# Actions to take
a. According to the course description, how many papers from the course have been accepted at top conferences?
b. Rewrite the course description starting at "Upon completing the" and ending at "continuous optimization problem.", replacing "sample complexity" with "generalization error".

STAT 59800-HLT: Hands-On Learning Theory

Semester:	Fall 2020, also offered on Fall 2021, Fall 2019, Fall 2018, Fall 2017, Fall 2016 and Fall 2015
Time and place:	Tuesday and Thursday, 4.30pm-5.45pm EST
Instructor:	Jean Honorio
Office hours:	(Please send an e-mail for appointments)

Imagine you run your favorite machine learning algorithm and obtain impressive results. Some weeks later, you collect more data and your algorithm does not perform very well. What happened? Is your algorithm wrong? Do you need to collect more data for learning? Should you use another algorithm?

In this course, we will analyze when an algorithm works or not, with respect to several aspects, such as how much training data is needed, how much computation, etc. We will learn the main tools for proving theorems and proposing new algorithms, proving their convergence, necessary/sufficient number of samples, etc.

Technically speaking, this course will mainly focus on non-asymptotic analysis of the convergence and statistical efficiency of algorithms. We will introduce several concepts and proof techniques from statistical learning theory, information theory and optimization. The course will include topics such as concentration bounds, empirical risk minimization, PAC-Bayes, Rademacher/Gaussian complexity, Karush-Kuhn-Tucker conditions, primal-dual witness, convergence rates, restricted strong convexity, Fano's inequality, etc.

In a typical course, students work on projects for which the answer is known. Students in Hands-On Learning Theory work in projects for which there is not a known answer. Hands-On Learning Theory requires careful involvement in the project selection, and several meetings (outside the lecture times) in order to bring the projects to a level that is ready for conference submission (with some few extra work after the semester ends). Hands-On Learning Theory has already produced 10 papers accepted in some of the top conferences, and 9 papers currently under submission.

Learning Objectives

Upon completing the course, students should be able to use different techniques for:

Proving upper and lower bounds on the sample complexity of a learning problem.
Proving convergence rates of a continuous optimization problem.

Prerequisites

Basic knowledge from calculus and linear algebra is required. Some knowledge or experience with machine learning or data mining is welcome. Necessary concepts from statistics and optimization will be provided during the course.

Registration is by instructor's permission.

# Data listing
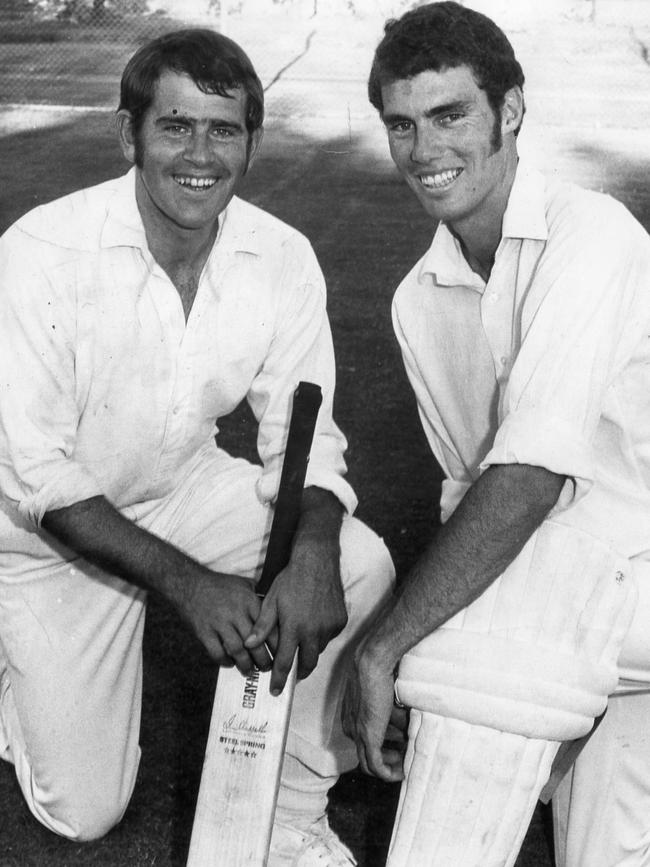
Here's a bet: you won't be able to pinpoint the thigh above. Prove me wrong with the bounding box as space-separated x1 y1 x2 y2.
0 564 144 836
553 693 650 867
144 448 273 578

* * *

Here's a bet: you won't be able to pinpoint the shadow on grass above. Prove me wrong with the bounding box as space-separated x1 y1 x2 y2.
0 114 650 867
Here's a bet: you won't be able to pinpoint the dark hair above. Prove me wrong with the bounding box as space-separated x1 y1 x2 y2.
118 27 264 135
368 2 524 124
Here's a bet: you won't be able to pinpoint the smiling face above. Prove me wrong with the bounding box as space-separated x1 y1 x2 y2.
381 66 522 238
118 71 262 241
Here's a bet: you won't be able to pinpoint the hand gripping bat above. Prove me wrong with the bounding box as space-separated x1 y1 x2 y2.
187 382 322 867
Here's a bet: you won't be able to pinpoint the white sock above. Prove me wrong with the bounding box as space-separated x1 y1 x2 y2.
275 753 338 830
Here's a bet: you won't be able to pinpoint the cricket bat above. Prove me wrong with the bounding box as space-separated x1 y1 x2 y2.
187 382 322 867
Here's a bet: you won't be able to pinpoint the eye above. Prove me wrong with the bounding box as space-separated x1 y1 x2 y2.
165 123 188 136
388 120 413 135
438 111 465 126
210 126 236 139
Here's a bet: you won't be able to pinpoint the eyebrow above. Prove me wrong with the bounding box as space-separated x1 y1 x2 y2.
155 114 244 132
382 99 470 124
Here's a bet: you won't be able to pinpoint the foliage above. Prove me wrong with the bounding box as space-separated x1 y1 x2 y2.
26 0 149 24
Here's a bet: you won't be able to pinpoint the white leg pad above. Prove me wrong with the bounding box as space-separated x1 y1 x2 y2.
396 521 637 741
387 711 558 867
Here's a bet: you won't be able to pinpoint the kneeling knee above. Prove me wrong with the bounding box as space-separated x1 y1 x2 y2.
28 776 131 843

# Responses in order
a. 10 papers

b.
Upon completing the course, students should be able to use different techniques for:

Proving upper and lower bounds on the generalization error of a learning problem.
Proving convergence rates of a continuous optimization problem.